[Amaç a] Koordinat etiketleme kayıtlarında "of the shirt" ifadesini içeren satırdan kayıtların son satırına kadar, her iki uç dahil, bütün satırları harfi harfine yeniden yazınız.

[Verilen metin]
------------------------------------------------------------------------

Öte yandan, hâkimlerin özlük ve disiplin işleri hakkında Yüksek Hâkimler Kurulu kararlarına karşı yargı yerine başvuramamaları eşitlik ilkesine de aykırıdır.

Yüksek Hâkimler Kurulu üyelerinin Yargıtay üyeleri arasından seçilmesi de, hâkimlerin hak arama özgürlüklerini kısıtlamaya neden olamaz.

Türkiye Cumhuriyeti Devletinin niteliklerini ortadan kaldırıcı yönde değişiklik yapılması Anayasanın 9. maddesindeki biçim kuralına ters düşer. 144. maddede yapılan değişiklik ise bu niteliktedir. Bu itibarla 144. maddede yapılan değişiklik Türkiye Cumhuriyeti Anayasasının 9. maddesi ile yasaklanan Türkiye’nin Devlet şeklinin Cumhuriyet olduğu hakkındaki hükmünün değiştirilmesine yönelik olduğundan, davacıların ileri sürdüğü Anayasaya aykırılık iddiasının ciddi olduğu ve anılan hükmün iptali gerektiği kanısına varıldığından Anayasanın 151. maddesi uyarınca Anayasa Mahkemesine başvurulmasına, Anayasa Mahkemesince bu konuda verilecek karara kadar davanın geri bırakılmasına karar verilmiştir.

III- METİNLER:

1- İptali istenen Anayasa kuralı:

Türkiye Cumhuriyeti Anayasasının 20.9.1971 günlü, 1488 sayılı Yasayla değişik 144. maddesinin birinci fıkrası şöyledir:

“Madde 144.- Yüksek Hâkimler Kurulu, adliye mahkemeleri hâkimlerinin özlük işleri hakkında kesin karar verir. Bu kararlar aleyhine başka mercilere başvurulamaz. Ancak, disiplin ve meslekten çıkarma cezaları ile ilgili kararların bir defa daha incelenmesini, Adalet Bakanı veya hakkında verilen hâkim istiyebilir.”

------------------------------------------------------------------------

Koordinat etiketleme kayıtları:
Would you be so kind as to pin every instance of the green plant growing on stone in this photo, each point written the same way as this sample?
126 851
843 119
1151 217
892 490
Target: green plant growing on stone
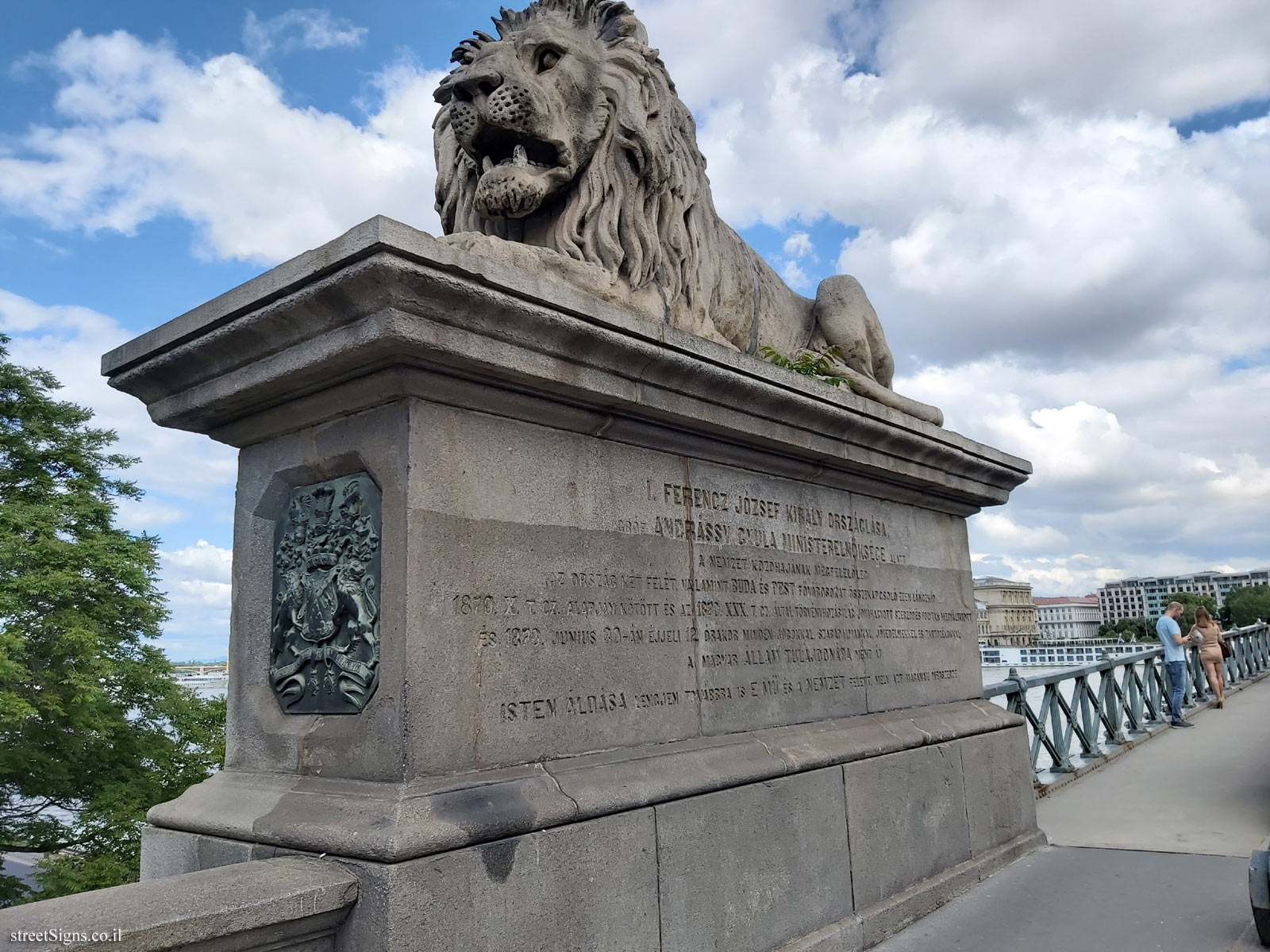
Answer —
810 363
93 729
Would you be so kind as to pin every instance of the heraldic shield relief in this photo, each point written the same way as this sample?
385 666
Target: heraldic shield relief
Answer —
325 597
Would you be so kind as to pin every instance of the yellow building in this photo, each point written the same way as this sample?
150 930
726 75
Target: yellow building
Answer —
1011 616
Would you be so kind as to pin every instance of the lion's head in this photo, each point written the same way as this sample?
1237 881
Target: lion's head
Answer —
565 132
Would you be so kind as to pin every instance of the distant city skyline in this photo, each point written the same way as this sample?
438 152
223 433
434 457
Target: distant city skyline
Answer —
1070 251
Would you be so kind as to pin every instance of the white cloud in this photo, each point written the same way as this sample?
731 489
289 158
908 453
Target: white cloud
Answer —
69 342
145 133
1054 266
795 277
197 582
298 29
1168 57
1001 530
799 245
146 514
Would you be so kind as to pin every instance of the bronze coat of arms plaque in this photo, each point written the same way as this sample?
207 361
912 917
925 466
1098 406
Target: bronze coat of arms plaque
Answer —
325 634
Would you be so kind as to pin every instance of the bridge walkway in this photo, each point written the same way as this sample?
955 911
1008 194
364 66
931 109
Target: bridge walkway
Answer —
1149 854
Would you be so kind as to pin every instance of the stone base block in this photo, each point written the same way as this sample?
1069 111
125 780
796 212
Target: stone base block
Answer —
831 860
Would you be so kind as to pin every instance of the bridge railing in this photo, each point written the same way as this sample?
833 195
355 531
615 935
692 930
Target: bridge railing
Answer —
1085 714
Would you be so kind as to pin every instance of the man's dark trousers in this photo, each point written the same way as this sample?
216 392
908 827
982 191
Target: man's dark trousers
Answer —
1176 681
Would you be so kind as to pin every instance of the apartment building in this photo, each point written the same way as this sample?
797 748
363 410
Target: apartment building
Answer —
1145 597
1068 617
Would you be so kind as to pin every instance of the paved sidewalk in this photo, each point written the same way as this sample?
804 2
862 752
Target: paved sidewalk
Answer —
1149 852
1204 790
1102 900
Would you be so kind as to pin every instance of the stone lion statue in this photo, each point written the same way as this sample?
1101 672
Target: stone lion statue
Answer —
562 145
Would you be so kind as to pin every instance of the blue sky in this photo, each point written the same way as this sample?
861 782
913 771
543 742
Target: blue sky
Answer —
1068 244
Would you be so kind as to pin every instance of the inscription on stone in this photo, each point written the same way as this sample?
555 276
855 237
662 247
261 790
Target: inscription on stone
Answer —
714 602
325 647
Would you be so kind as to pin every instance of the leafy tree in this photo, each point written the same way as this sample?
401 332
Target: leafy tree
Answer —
1249 605
1130 630
1191 602
93 730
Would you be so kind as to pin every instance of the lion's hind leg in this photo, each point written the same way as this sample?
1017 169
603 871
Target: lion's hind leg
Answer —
848 321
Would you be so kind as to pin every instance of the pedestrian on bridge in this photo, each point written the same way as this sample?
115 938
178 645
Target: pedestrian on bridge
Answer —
1175 660
1210 653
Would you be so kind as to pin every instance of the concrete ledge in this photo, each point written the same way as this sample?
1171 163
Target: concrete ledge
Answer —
276 904
1259 892
398 822
418 315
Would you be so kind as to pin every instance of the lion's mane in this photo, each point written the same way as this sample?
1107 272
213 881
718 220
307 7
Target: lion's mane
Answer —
629 209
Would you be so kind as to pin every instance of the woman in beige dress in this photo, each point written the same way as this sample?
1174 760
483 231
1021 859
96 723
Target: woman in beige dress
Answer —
1210 651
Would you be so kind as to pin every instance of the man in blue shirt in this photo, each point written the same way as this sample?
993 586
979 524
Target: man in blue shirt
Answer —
1175 660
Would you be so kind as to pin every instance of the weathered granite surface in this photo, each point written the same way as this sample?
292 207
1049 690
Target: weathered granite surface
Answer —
798 863
292 903
626 577
563 149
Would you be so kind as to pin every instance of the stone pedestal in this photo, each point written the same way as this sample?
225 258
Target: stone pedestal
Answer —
673 649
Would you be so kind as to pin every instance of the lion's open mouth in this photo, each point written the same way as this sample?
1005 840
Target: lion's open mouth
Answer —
495 148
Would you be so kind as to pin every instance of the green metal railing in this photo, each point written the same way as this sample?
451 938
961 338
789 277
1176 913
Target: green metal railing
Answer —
1085 714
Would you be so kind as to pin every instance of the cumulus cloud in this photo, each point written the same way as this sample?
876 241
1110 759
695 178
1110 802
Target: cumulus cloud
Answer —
197 582
1056 266
1168 57
298 29
145 133
799 245
69 342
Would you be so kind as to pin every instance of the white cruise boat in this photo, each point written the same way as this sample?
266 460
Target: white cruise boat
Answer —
1057 654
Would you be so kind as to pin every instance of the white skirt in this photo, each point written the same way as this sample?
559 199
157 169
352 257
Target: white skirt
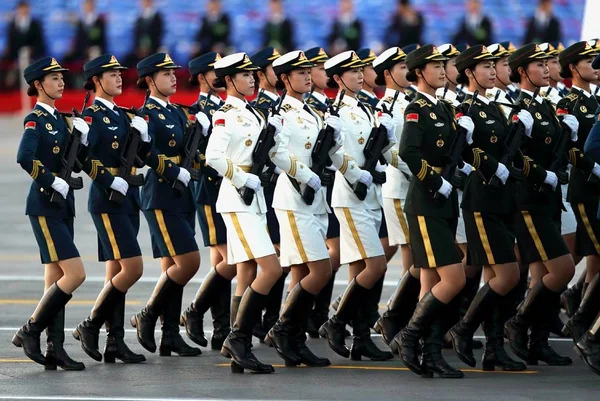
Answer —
303 237
396 221
247 236
359 233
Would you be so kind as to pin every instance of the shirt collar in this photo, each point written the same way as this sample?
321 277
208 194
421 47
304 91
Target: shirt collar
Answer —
433 99
159 101
539 99
46 107
586 93
105 102
479 96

------------------------------------------------------------------------

[Amaç b] Metinde "Öte yandan, hâkimlerin" ile "ilkesine de aykırıdır." arasında kalan bölümü, her iki ifade dahil, hiçbir değişiklik yapmadan alıntılayınız.

[Doğru yanıt a]
Would you be so kind as to pin every instance of the shirt collar in this photo, each point written the same way as this sample?
321 277
208 194
421 47
304 91
Target: shirt collar
Answer —
433 99
159 101
539 99
46 107
586 93
105 102
479 96

[Doğru yanıt b]
Öte yandan, hâkimlerin özlük ve disiplin işleri hakkında Yüksek Hâkimler Kurulu kararlarına karşı yargı yerine başvuramamaları eşitlik ilkesine de aykırıdır.